▸ **TASK BRIEF**
Output, character for character, the stretch of the data below from the line containing "Target: white line on track" through the line containing "657 444 L 659".

▸ **ENTRIES SHOWN**
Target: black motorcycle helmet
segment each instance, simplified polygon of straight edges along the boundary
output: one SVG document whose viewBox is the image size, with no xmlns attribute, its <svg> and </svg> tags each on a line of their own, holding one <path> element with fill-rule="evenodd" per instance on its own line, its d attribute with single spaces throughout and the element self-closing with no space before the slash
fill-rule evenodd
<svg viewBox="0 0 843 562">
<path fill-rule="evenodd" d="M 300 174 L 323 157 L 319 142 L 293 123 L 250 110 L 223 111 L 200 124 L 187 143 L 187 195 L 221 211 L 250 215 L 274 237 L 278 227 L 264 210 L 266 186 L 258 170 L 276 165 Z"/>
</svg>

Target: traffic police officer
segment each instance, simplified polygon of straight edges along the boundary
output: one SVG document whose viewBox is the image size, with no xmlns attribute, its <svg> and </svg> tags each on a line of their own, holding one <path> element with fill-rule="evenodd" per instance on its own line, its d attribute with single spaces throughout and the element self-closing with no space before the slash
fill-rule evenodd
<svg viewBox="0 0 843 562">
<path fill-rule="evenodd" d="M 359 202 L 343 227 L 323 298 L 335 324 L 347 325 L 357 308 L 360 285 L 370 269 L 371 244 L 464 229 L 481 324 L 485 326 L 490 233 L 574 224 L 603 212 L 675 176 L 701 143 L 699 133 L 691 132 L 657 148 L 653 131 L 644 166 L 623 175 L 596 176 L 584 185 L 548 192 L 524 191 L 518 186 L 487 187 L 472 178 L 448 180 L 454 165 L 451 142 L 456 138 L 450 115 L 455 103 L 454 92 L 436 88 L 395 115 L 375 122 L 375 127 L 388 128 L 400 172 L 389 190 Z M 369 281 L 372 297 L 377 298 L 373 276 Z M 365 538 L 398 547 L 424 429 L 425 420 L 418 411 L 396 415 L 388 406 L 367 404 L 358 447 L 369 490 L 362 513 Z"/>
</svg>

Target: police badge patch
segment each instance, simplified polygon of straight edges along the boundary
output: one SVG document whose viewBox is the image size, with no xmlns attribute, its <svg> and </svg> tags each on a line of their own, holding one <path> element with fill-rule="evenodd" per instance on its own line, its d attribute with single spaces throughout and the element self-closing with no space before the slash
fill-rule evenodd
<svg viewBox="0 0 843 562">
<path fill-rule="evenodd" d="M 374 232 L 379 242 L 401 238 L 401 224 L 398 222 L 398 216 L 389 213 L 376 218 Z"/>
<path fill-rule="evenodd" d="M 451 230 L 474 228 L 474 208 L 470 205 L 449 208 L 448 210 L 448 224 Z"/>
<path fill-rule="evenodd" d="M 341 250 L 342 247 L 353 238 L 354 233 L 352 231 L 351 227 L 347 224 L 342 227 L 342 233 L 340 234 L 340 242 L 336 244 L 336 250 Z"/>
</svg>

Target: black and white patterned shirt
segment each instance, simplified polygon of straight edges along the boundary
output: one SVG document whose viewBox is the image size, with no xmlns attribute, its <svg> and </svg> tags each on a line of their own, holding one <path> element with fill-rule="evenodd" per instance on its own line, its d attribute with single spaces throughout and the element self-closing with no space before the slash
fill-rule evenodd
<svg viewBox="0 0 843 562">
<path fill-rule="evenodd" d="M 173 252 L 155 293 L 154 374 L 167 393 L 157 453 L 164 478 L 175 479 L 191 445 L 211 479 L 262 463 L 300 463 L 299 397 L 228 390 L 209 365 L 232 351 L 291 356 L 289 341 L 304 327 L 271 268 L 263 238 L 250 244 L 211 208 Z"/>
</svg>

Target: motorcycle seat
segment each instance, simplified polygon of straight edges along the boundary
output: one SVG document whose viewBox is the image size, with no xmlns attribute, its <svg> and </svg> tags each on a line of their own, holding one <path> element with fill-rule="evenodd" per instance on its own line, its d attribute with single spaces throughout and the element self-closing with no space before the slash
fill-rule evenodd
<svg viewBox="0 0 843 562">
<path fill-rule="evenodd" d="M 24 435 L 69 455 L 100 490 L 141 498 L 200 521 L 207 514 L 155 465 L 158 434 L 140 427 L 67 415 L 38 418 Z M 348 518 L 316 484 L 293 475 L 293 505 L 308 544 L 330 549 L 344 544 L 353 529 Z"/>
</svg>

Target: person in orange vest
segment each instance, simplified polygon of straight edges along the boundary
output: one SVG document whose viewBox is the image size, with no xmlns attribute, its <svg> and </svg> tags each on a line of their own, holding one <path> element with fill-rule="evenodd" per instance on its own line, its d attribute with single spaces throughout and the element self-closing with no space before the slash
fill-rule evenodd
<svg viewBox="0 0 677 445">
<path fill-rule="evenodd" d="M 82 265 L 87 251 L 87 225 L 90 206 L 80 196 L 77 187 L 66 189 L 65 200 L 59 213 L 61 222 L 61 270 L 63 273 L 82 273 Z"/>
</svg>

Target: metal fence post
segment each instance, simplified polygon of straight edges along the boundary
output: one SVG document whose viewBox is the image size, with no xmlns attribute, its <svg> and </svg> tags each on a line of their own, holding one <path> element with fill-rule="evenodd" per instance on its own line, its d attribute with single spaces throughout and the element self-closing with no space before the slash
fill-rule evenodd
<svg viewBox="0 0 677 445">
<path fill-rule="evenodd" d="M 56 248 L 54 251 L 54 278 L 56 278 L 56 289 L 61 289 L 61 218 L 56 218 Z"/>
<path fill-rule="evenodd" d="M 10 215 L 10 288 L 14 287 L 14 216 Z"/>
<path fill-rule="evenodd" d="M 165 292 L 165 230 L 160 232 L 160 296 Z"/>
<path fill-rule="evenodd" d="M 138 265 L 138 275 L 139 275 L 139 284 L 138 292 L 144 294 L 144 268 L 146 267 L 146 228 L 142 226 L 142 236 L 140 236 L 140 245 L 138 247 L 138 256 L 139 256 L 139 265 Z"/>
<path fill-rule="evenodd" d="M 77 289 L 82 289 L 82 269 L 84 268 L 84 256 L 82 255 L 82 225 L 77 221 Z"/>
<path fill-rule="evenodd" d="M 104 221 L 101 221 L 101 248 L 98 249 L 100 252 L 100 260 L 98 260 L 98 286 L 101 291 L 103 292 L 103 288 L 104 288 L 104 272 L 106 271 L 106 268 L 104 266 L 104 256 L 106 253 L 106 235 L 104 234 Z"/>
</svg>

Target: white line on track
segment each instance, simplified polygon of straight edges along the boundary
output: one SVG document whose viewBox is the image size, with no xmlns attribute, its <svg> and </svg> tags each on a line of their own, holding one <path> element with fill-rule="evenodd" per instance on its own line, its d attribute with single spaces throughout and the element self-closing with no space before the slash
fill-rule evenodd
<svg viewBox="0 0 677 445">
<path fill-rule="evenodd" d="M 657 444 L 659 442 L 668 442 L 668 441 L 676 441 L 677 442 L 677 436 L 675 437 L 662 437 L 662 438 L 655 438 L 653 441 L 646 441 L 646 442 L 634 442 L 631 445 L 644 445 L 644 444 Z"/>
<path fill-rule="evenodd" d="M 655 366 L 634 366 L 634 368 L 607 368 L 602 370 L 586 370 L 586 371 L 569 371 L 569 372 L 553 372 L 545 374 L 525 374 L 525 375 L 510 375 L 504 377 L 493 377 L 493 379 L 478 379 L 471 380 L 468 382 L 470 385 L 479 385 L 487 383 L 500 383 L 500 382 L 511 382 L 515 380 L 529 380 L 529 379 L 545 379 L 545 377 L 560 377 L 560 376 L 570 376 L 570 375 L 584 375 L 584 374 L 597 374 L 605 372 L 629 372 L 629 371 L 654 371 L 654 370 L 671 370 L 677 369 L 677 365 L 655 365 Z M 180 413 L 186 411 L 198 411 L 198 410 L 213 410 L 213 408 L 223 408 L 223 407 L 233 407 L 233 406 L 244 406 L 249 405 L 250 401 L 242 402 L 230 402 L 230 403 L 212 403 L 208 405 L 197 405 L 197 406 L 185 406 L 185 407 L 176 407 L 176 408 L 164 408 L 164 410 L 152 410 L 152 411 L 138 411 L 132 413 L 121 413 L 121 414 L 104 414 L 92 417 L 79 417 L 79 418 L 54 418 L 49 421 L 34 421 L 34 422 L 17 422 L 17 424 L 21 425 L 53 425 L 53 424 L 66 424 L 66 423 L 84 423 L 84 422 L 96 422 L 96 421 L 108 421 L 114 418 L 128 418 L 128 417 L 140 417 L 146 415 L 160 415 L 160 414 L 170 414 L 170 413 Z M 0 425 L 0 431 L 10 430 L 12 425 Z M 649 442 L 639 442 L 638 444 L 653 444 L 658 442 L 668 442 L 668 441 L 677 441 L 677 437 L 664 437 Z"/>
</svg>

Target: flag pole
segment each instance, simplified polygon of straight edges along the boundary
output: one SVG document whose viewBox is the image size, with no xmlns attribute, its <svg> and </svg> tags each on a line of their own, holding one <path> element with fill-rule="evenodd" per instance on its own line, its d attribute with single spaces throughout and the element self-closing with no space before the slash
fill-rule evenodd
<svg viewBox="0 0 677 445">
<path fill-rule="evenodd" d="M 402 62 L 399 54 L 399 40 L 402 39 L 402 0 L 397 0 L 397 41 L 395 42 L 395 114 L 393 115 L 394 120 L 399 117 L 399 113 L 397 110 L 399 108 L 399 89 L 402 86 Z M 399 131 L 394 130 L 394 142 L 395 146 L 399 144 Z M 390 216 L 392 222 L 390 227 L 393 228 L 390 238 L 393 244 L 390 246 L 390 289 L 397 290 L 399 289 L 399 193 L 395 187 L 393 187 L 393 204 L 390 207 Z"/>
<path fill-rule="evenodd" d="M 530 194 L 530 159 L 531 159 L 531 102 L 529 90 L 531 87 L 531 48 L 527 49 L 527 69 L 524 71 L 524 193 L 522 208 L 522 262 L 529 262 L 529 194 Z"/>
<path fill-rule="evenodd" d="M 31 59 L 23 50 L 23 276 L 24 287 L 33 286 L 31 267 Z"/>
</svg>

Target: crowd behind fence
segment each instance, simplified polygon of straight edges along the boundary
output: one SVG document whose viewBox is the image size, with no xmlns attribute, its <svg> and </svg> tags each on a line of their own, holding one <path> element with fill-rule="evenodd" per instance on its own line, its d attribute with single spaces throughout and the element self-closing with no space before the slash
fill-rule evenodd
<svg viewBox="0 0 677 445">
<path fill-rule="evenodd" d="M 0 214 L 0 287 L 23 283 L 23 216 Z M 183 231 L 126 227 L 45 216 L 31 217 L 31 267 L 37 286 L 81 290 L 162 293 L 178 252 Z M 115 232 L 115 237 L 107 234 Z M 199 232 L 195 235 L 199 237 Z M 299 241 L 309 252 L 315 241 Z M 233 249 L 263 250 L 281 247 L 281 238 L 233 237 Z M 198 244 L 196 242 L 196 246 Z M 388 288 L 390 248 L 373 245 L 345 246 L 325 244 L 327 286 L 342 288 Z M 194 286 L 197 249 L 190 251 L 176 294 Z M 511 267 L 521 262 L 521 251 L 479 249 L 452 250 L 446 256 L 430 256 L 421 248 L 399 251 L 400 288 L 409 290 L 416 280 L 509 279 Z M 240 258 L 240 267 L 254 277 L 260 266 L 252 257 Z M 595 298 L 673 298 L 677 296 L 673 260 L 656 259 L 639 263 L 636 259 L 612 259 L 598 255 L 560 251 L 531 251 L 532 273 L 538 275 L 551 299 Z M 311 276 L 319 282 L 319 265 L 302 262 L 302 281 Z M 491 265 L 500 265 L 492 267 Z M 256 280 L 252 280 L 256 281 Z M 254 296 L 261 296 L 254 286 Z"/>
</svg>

▸ **WRITTEN REPLY**
Target: white line on track
segment each instance, simplified polygon of straight edges along the boundary
output: one SVG document whose viewBox is the image size, with no xmlns attribute, its <svg> and </svg> tags each on a line of their own, holding one <path> element with fill-rule="evenodd" per instance on its own line, its d attribute with single spaces throughout and the element self-closing with no space before the slash
fill-rule evenodd
<svg viewBox="0 0 677 445">
<path fill-rule="evenodd" d="M 657 444 L 659 442 L 668 442 L 668 441 L 676 441 L 677 442 L 677 436 L 675 437 L 662 437 L 662 438 L 655 438 L 653 441 L 646 441 L 646 442 L 634 442 L 631 445 L 644 445 L 644 444 Z"/>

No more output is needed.